» Excerto de origem:
Passei por tantas fazes em que tinha demasiadas coisas na minha chain. Acho que no caso de um baixo, tens de ter duas coisas principais – um bom som limpo (clean) e um bom som com drive. Um baixo com distorção é sempre difícil, porque normalmente remove as frequências graves. O Justin, que trabalhou connosco no “Visions of a Life” e no “Blue Weekend” ofereceu-me no meu aniversário um BB Bass Preamp, que permite usar drive até onde quiseres, em conjunto com um compressor da Empress e a equalização no “Blue Weekend” foi toda feita através da mesa de mistura do estúdio. Uso o BB Bass Preamp em palco e em todo o lado, punha-o nas torradas se conseguisse [risos]. E depois uso um Fender Super Bassman, que acho incrível.

AS: Pensei que usavas um pedal de Fuzz, ou algo parecido.
É apenas uma quantidade diferente de distorção, um som de díodos diferente. O Fuzz retira demasiado as frequências graves. 

AS: Quando estás a gravar uma canção em estúdio, pensas logo como irás replicar esse som ao vivo? Isso impede-te de gravar uma canção de uma maneira específica, por não conseguires recriar isso ao vivo?

» Enunciado: Copia, sem qualquer alteração, tudo o que vai de "Passei por tantas" até "ou algo parecido." no excerto sobre o som do baixo.

Anotações de pontos em fotografias:

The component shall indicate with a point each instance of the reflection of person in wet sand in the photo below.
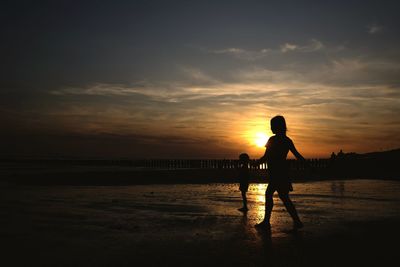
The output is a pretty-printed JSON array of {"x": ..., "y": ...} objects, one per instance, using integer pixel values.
[
  {"x": 244, "y": 179},
  {"x": 276, "y": 151}
]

» Resposta final:
Passei por tantas fazes em que tinha demasiadas coisas na minha chain. Acho que no caso de um baixo, tens de ter duas coisas principais – um bom som limpo (clean) e um bom som com drive. Um baixo com distorção é sempre difícil, porque normalmente remove as frequências graves. O Justin, que trabalhou connosco no “Visions of a Life” e no “Blue Weekend” ofereceu-me no meu aniversário um BB Bass Preamp, que permite usar drive até onde quiseres, em conjunto com um compressor da Empress e a equalização no “Blue Weekend” foi toda feita através da mesa de mistura do estúdio. Uso o BB Bass Preamp em palco e em todo o lado, punha-o nas torradas se conseguisse [risos]. E depois uso um Fender Super Bassman, que acho incrível.

AS: Pensei que usavas um pedal de Fuzz, ou algo parecido.